● **Data excerpts**:
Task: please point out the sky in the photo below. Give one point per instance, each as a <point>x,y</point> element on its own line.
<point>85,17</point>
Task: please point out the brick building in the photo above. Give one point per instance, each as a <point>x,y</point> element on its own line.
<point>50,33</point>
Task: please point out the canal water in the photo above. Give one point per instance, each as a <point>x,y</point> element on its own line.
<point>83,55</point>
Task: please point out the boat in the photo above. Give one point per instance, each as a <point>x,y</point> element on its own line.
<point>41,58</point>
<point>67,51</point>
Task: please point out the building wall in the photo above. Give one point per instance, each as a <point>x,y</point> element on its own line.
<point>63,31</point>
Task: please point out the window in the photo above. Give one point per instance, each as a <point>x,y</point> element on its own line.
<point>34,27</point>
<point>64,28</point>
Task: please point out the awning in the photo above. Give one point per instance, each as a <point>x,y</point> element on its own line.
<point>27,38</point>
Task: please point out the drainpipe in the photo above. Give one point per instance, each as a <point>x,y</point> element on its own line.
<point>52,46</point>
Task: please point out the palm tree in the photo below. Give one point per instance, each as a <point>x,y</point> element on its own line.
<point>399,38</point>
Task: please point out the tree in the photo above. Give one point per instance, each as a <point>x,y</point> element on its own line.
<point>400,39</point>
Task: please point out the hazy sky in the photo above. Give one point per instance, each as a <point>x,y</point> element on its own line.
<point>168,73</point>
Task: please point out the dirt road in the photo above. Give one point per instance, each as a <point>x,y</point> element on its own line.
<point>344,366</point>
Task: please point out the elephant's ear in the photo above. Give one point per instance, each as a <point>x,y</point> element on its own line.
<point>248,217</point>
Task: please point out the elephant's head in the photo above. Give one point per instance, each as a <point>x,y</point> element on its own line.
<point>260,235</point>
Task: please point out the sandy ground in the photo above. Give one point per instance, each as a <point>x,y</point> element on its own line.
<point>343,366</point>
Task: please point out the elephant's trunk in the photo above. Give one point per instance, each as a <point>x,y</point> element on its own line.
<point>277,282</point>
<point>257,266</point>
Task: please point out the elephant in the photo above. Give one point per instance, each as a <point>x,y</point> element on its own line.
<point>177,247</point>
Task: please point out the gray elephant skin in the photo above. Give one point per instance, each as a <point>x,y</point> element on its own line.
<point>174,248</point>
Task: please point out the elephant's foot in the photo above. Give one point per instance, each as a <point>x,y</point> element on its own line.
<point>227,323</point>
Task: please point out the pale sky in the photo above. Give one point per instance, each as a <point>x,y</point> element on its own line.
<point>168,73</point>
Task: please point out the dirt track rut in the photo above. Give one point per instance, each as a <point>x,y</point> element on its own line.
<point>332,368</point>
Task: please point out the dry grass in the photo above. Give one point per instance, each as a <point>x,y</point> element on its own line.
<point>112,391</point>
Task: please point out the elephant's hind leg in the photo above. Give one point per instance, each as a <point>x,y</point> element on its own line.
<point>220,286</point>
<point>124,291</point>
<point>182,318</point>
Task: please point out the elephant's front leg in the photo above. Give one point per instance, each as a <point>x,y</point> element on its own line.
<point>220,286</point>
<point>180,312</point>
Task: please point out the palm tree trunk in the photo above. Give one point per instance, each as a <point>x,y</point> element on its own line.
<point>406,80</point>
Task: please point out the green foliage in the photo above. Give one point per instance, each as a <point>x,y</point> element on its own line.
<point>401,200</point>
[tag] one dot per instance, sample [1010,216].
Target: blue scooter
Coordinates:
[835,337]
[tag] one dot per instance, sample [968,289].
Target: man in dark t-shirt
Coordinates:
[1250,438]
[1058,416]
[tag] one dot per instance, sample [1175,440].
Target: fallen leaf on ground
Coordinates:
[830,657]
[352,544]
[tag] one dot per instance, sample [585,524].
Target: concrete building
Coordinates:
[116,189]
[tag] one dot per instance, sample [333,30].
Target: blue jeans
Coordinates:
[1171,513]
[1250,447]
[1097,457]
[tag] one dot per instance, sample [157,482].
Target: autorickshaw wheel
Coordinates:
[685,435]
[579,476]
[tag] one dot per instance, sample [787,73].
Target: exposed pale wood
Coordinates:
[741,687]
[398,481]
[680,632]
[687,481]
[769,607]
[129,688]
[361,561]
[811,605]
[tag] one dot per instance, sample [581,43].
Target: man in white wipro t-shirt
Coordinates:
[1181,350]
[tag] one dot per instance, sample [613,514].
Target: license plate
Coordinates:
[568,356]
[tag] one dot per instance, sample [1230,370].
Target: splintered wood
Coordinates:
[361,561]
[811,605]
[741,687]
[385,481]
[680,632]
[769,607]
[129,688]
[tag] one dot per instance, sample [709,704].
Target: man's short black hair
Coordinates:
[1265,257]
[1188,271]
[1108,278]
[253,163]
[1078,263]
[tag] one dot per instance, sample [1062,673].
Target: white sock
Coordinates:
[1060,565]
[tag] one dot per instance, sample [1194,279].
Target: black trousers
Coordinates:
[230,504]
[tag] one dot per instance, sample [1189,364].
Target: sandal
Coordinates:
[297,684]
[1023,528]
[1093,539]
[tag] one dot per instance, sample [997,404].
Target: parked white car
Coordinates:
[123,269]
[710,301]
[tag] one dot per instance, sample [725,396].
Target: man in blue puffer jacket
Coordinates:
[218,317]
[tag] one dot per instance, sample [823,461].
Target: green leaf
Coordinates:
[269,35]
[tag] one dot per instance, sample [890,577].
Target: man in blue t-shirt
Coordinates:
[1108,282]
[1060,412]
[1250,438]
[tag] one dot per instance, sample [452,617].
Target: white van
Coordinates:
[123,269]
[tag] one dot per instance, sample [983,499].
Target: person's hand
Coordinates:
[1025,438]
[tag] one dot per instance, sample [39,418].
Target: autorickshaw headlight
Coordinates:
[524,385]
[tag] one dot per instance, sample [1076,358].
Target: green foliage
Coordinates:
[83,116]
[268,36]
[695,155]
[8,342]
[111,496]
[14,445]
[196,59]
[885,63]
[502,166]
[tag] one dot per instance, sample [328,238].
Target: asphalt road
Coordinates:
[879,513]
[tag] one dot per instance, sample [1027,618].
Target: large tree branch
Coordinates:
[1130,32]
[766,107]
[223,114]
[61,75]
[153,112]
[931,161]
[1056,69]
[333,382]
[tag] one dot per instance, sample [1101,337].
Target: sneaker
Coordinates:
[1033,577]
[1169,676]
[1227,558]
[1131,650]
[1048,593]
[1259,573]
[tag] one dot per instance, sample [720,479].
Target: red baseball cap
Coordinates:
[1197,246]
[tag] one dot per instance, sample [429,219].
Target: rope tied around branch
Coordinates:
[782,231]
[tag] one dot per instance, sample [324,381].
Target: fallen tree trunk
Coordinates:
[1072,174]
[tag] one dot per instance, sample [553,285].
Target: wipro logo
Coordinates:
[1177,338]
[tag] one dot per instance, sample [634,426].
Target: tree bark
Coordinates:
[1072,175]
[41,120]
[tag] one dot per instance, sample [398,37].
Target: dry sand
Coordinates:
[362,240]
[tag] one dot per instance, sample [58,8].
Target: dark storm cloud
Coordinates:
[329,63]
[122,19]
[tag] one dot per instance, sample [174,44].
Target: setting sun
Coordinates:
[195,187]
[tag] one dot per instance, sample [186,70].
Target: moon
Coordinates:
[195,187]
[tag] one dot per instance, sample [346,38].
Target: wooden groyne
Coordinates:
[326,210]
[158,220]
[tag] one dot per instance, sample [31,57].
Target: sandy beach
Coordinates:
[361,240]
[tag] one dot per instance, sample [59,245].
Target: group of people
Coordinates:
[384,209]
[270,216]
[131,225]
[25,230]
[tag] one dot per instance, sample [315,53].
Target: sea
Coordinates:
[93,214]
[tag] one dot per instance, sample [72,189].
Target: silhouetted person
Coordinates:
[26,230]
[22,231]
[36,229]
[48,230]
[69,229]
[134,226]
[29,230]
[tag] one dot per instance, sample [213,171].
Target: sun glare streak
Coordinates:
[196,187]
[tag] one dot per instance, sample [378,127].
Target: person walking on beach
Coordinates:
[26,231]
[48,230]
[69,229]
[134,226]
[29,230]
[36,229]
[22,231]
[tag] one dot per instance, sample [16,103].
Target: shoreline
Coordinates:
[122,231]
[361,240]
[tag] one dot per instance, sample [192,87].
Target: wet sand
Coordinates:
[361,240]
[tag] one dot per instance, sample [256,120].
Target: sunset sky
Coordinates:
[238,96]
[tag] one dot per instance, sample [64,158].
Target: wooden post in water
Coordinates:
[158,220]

● **WORK TASK**:
Write down how many lines in the data contain "beach". Add nothing else.

● **SOLUTION TO THE PROBLEM**:
2